§ Text excerpt
I did not find those, maybe the emails need to be enriched with keywords.
Like SEO-aware email authoring.

Ok. I am looking at the RFC and the old discussions at
https://marc.info/?l=php-internals&m=147017797404339&w=2

I don't know how to follow up on old threads that I don't have in my
email inbox.


So here is my feedback.

The RFC seems mostly fine as it is.
It does not contain anything like the string_clip_suffix() /
string_clip_prefix(), but I think these should be discussed
separately.

About the naming:
The "i" in str_ibegin and str_iend() seems ok to me.
I also strongly support separate functions instead of a parameter for
case sensitivity.

I also support the underscore. str_begin() is better than strbegin().


------------------------

Whether to have an "s" at the end:

https://marc.info/?l=php-internals&m=147017797404339&w=2
(Yasuo Ohgaki)

§ Problem A
Can you retype the post about the string-function RFC from "It does not" down to "case sensitivity."?
§ Problem B
What does the post about the string-function RFC strongly support instead of a parameter for case sensitivity?

§ Data lines
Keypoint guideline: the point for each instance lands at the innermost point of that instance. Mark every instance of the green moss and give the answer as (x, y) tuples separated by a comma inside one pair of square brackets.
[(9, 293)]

§ Expected output A
It does not contain anything like the string_clip_suffix() /
string_clip_prefix(), but I think these should be discussed
separately.

About the naming:
The "i" in str_ibegin and str_iend() seems ok to me.
I also strongly support separate functions instead of a parameter for
case sensitivity.

§ Expected output B
Separate functions.